> _Text passage_
------

The Agile Supply Chain

by Uwe Techt / Wednesday, 22 May 2019 / Published in Guestpost

What you need to be aware of 

Guestpost by Rudolf Burkhard

Staying afloat in today’s market means being fast and agile in reaction to changes and unexpected events. An agile supply chain is the best prerequisite to achieve this for your company. The concepts to get there are common sense and quite simple. Here are 7 key things you need to think about and change1

1. Stop short term forecasting.

Put an agile response concept in place that adjusts dynamically to recent (very recent) demand. Your inventory will always move in the correct direction so that all stock locations can always supply. Ultimately, perfect availability of the desired product is the only thing your customers care about.

2. Make the market your constraint.

If your supply chain is the constraint or contains the constraint, then you cannot be agile. To be agile your supply chain must be able to respond to new sales opportunities with new customers and new demand from existing customers. Make the market your constraint and keep it that way!

3. Stop any and all efficiency measures.

Efficiency measures drive managers who think locally to produce continually, even when there is no real demand. There may be local metrics causing and directing this type of thinking. These local behaviours often consume materials that are then not available for real (urgent) demand. This kills your agility. Often big batches are produced in the name of efficiency – to save set-up “costs”. Big batches block capacities and consume materials for production not yet needed for sales. Big batches also kill your agility.

4. Reduce work in process (WIP).

------

> _Material shown_

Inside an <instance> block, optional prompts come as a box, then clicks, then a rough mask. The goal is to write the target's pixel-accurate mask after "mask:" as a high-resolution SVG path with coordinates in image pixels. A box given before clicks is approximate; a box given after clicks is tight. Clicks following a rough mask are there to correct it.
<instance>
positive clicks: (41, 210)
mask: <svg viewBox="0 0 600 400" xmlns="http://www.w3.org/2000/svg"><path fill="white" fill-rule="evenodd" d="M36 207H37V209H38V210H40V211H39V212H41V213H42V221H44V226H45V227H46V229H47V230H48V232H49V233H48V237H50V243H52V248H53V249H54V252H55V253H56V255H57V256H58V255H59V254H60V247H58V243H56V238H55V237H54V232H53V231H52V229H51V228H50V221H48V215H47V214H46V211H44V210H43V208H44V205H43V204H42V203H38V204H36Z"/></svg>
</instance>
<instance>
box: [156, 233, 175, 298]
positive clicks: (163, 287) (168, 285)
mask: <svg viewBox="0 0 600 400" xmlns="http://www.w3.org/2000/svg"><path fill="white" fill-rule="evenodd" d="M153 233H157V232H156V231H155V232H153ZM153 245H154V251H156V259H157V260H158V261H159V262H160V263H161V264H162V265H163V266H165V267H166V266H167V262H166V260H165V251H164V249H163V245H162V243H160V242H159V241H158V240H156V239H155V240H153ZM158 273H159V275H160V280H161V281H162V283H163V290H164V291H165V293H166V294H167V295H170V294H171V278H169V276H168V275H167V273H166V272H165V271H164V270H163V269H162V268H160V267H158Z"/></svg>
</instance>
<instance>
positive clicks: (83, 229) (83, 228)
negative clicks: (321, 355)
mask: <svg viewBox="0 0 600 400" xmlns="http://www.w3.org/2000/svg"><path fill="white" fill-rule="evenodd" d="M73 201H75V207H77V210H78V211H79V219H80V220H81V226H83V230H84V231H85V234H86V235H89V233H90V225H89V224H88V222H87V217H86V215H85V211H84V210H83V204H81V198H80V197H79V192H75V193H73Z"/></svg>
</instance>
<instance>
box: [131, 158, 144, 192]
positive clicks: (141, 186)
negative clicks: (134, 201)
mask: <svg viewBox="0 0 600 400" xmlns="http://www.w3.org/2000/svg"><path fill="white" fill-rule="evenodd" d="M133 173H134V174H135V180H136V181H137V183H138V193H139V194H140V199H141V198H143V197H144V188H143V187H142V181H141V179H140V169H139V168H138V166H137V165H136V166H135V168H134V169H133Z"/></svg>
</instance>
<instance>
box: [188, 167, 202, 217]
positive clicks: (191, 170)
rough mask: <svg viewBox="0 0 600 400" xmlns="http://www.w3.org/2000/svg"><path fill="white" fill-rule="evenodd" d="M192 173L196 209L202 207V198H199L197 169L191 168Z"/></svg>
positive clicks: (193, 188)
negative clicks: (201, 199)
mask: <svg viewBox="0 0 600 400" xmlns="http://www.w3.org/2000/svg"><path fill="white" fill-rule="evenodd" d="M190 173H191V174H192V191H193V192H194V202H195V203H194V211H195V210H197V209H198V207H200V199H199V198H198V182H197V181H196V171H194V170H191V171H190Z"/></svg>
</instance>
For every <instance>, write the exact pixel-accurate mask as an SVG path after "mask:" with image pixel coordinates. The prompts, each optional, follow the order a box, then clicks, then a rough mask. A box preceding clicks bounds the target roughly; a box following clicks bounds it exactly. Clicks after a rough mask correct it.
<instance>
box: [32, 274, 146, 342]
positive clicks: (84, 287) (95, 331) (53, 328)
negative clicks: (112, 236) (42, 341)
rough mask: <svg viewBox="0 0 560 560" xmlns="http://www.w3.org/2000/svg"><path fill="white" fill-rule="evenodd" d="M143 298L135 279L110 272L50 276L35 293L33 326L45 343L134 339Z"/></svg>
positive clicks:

------

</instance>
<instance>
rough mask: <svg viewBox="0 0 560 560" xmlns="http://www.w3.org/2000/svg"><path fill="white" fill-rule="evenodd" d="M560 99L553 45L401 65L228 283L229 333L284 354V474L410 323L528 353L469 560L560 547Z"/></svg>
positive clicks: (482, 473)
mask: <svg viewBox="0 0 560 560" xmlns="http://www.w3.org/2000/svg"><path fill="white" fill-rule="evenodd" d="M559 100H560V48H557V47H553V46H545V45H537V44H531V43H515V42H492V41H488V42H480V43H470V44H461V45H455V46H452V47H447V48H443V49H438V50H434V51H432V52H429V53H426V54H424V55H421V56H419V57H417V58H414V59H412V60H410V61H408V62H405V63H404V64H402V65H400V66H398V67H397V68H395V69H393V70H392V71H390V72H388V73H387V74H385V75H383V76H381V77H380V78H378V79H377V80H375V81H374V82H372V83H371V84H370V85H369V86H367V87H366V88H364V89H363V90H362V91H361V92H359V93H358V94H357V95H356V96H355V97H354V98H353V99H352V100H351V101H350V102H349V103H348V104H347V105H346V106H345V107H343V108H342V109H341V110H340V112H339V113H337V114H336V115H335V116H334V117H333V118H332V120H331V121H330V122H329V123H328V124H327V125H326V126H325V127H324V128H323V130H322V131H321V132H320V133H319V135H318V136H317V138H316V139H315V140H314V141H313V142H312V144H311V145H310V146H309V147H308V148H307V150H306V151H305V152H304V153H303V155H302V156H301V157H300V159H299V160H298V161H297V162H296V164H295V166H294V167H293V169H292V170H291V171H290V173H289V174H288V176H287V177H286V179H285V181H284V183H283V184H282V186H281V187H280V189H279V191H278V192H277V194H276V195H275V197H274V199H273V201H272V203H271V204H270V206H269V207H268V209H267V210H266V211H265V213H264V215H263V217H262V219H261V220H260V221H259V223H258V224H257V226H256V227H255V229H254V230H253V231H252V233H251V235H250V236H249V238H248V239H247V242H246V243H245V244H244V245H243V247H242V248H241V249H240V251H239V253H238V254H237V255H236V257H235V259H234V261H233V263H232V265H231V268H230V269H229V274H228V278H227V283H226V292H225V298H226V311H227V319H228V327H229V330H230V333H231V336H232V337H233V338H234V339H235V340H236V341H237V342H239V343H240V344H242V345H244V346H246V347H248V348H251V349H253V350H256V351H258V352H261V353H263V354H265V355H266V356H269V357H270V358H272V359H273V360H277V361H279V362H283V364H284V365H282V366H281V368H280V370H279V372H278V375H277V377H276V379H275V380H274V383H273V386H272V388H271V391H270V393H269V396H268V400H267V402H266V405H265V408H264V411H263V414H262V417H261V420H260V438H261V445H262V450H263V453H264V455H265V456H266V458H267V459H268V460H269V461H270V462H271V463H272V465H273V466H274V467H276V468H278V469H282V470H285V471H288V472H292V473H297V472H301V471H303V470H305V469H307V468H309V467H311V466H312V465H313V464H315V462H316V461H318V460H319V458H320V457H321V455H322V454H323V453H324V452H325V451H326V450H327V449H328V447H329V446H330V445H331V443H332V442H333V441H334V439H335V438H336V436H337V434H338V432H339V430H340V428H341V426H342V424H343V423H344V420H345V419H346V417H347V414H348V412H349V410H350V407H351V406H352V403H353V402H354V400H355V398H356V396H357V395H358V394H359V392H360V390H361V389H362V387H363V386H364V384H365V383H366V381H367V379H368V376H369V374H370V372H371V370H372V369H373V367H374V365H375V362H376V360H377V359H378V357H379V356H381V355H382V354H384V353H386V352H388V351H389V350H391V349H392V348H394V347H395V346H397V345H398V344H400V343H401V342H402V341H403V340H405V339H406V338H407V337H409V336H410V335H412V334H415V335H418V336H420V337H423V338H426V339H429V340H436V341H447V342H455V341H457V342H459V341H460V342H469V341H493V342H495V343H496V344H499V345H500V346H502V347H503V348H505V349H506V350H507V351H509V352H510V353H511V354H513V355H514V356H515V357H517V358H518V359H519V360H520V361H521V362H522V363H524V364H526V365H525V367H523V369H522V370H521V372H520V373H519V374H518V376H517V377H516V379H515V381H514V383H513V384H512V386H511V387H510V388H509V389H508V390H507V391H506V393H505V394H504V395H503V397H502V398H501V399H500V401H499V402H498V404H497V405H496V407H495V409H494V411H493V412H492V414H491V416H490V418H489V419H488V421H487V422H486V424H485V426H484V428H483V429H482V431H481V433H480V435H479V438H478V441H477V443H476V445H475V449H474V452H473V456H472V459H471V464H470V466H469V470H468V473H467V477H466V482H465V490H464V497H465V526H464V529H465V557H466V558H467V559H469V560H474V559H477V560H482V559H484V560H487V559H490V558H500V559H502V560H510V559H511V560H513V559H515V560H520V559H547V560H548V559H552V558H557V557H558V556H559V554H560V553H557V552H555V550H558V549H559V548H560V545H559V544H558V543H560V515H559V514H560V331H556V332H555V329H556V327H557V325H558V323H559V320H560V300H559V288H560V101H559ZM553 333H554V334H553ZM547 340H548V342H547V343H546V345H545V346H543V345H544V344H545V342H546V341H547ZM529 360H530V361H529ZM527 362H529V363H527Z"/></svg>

------

> _Tasks to carry out_
a: Translate this sentence from the agile supply chain text into Spanish: "Efficiency measures drive managers who think locally to produce continually, even when there is no real demand."
b: Please carry the agile supply chain text forward from its last line.
The entries aren't needed for anything here.

> _Results_
a: Las medidas de eficiencia llevan a los gerentes que piensan localmente a producir de forma continua, incluso cuando no hay una demanda real.

b:
Many factories have a lot of WIP waiting to be process at the next machine. Waiting is not agile. A lot of WIP waiting at machines is not agile – it forces operators to search for the next job in this pile, losing machine time. Since losing machine time hurts efficiency an operator will often produce something else when he cannot find the right order. From the customers’ point of view not very agile and not very reliable.

5. Use an appropriate efficiency measure at your capacity constraining resource (CCR).

This is the only resource that needs to be efficient – it determines how much can be produced and is the limiting factor. If the CCR is efficient, then your supply chain has the greatest capacity for agility.

6. Use single minute exchange of die (SMED) methods at the CCR, first (rather than somewhere else, simply because it would be easier to implement). SMED impacts agility most when you implement it at your constraining resource (the CCR).

7. Review and change policies, rules, key performance indicators (KPIs) and behaviours. These 4 things to review often contain the seeds that cause an organisation to NOT follow the 6 other guidelines above. Many times, it’s the policies, rules, KPIs and behaviours (the way we do things around here) that block real agility.

If you would like to know more, feel free to contact us for further information: Birgit Vettel, +49 6252 795 307 0.
You may also be interested in a two-day workshop on Supply Chain Management taking place in September (in German).

____________

1: The assumption I make is the company produces to stock. For make to order items I will make a separate but similar list.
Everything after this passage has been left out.